__Exercise__
From the first line to the last, repeat the data exactly but leave out the pictures.

__Records provided__
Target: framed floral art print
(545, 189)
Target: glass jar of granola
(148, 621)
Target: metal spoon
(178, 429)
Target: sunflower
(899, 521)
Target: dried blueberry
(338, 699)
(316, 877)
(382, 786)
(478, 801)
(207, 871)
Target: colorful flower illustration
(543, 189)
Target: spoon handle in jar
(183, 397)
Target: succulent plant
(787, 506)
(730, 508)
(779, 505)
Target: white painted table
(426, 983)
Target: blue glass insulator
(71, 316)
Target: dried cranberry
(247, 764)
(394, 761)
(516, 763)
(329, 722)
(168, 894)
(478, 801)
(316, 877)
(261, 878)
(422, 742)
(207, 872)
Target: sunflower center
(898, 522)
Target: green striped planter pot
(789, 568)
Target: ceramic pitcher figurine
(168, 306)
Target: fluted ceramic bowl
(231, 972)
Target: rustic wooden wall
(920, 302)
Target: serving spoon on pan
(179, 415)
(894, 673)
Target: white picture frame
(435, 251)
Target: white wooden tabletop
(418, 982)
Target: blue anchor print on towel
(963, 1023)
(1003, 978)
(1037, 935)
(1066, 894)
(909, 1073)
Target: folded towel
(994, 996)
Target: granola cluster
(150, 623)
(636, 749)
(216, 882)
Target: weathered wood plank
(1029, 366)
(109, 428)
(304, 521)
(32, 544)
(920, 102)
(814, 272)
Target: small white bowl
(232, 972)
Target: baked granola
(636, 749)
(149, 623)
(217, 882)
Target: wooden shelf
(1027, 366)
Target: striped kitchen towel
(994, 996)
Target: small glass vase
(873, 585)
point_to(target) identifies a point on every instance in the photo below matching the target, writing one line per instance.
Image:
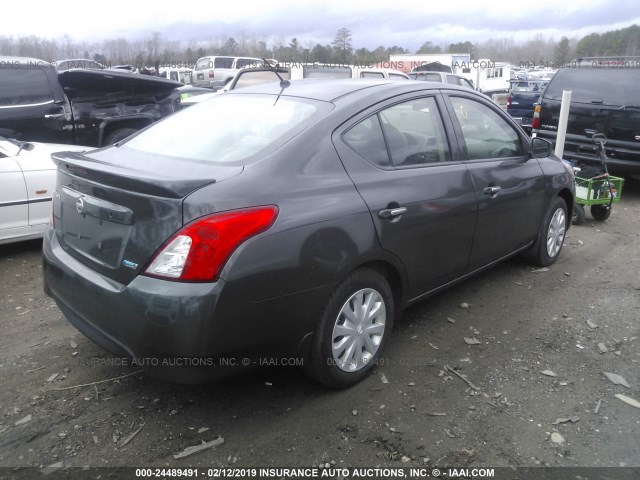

__Result of the task__
Target: framed floral art print
(545, 189)
Target: glass jar of granola
(148, 621)
Target: metal spoon
(178, 429)
Target: sunflower
(899, 521)
Target: dried blueberry
(338, 699)
(316, 877)
(382, 786)
(478, 801)
(207, 871)
Target: colorful flower illustration
(543, 189)
Target: spoon handle in jar
(183, 397)
Target: succulent plant
(787, 506)
(730, 508)
(779, 505)
Target: white painted table
(426, 983)
Target: blue glass insulator
(71, 316)
Target: dried cranberry
(247, 764)
(394, 761)
(516, 763)
(329, 722)
(168, 894)
(478, 801)
(316, 877)
(261, 878)
(422, 742)
(207, 872)
Target: sunflower center
(898, 522)
Target: green striped planter pot
(789, 568)
Target: ceramic pitcher figurine
(168, 306)
Target: fluted ceramic bowl
(231, 972)
Target: rustic wooden wall
(920, 302)
Target: serving spoon on pan
(179, 415)
(894, 673)
Target: white picture frame
(435, 251)
Target: white wooden tabletop
(418, 982)
Target: blue anchor print on towel
(963, 1023)
(1003, 978)
(1037, 935)
(1066, 894)
(909, 1073)
Target: folded towel
(994, 996)
Target: granola cluster
(150, 623)
(636, 749)
(216, 882)
Target: weathered wood plank
(1029, 366)
(109, 428)
(304, 521)
(32, 544)
(920, 102)
(814, 272)
Target: small white bowl
(232, 972)
Target: baked granola
(636, 749)
(149, 623)
(217, 882)
Target: wooden shelf
(1027, 366)
Target: striped kitchen towel
(994, 996)
Target: small glass vase
(873, 585)
point_to(target) identifies a point on every instance in the photo below matching the target, writing one line per instance.
Image:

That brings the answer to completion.